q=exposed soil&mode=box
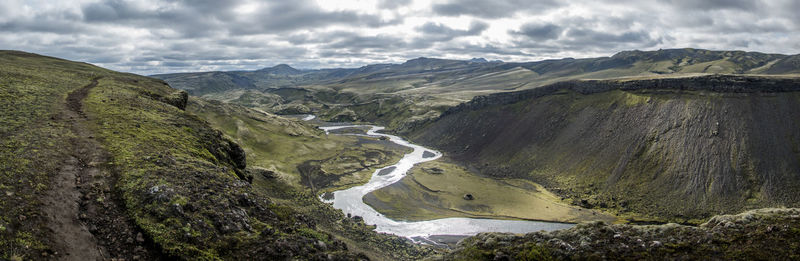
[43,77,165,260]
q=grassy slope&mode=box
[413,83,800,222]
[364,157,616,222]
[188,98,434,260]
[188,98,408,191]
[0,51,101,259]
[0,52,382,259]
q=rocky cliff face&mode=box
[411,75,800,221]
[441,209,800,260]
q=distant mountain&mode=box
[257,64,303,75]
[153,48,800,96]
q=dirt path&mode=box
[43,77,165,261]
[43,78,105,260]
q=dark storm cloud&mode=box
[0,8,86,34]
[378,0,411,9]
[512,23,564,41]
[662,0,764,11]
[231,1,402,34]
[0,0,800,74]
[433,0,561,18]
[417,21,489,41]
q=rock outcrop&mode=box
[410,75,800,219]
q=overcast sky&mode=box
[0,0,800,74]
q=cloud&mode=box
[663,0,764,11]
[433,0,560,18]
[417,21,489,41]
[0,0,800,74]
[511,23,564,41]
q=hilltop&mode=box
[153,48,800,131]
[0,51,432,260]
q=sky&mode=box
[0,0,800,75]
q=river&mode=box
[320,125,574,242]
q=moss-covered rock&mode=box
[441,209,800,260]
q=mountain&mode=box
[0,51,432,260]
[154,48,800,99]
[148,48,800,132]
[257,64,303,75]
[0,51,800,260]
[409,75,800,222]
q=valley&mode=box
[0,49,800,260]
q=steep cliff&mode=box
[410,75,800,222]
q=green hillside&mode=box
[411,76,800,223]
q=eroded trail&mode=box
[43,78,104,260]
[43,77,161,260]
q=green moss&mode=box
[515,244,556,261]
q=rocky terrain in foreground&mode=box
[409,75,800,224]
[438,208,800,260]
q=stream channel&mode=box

• • • • • • •

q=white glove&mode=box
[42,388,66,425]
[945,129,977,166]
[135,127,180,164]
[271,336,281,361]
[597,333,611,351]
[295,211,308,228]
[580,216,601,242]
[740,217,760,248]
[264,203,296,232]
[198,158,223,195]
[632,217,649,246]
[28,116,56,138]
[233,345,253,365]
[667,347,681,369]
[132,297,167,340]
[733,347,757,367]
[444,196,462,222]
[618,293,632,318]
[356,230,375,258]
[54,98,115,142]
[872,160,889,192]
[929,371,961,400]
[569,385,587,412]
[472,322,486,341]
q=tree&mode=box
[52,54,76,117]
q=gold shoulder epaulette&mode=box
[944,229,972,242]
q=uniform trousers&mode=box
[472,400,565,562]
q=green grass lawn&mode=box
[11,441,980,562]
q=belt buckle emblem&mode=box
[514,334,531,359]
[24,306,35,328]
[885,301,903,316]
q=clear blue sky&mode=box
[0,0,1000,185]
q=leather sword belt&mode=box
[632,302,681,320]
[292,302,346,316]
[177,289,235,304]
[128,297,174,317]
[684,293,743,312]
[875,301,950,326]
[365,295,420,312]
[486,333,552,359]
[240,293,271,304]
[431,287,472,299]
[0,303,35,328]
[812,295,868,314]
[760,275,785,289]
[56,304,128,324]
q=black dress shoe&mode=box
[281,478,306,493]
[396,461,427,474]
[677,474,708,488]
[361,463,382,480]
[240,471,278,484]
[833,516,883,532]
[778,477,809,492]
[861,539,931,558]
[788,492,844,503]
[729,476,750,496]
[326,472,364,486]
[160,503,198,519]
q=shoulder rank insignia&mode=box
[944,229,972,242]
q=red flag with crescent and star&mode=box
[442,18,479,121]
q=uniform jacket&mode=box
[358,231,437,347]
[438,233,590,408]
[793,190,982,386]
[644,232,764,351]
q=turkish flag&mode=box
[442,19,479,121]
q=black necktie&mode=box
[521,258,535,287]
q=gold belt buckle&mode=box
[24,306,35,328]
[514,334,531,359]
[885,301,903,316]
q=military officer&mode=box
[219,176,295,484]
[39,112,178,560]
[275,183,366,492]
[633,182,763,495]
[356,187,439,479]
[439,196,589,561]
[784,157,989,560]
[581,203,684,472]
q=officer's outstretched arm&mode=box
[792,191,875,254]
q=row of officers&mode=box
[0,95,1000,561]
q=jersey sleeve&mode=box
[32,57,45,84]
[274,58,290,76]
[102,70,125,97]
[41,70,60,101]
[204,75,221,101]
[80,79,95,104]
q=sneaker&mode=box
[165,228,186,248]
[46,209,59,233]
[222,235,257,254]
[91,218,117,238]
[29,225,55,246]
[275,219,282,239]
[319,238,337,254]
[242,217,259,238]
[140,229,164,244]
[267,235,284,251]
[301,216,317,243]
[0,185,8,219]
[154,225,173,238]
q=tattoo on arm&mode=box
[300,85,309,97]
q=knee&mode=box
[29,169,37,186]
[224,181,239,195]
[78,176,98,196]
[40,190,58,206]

• • • • • • •

**What the task requires**
Please return, unchanged, the rows starting at the line that contains "q=tree&mode=box" and ending at the line that contains "[0,0,1000,185]", with both of those lines included.

**Response to the task**
q=tree&mode=box
[52,54,76,117]
q=gold shoulder epaulette&mode=box
[944,229,972,242]
q=uniform trousers&mode=box
[472,400,565,562]
q=green grass lawn&mode=box
[11,441,980,562]
q=belt buckle emblem&mode=box
[514,334,531,359]
[24,306,35,328]
[885,301,903,316]
q=clear blue sky&mode=box
[0,0,1000,185]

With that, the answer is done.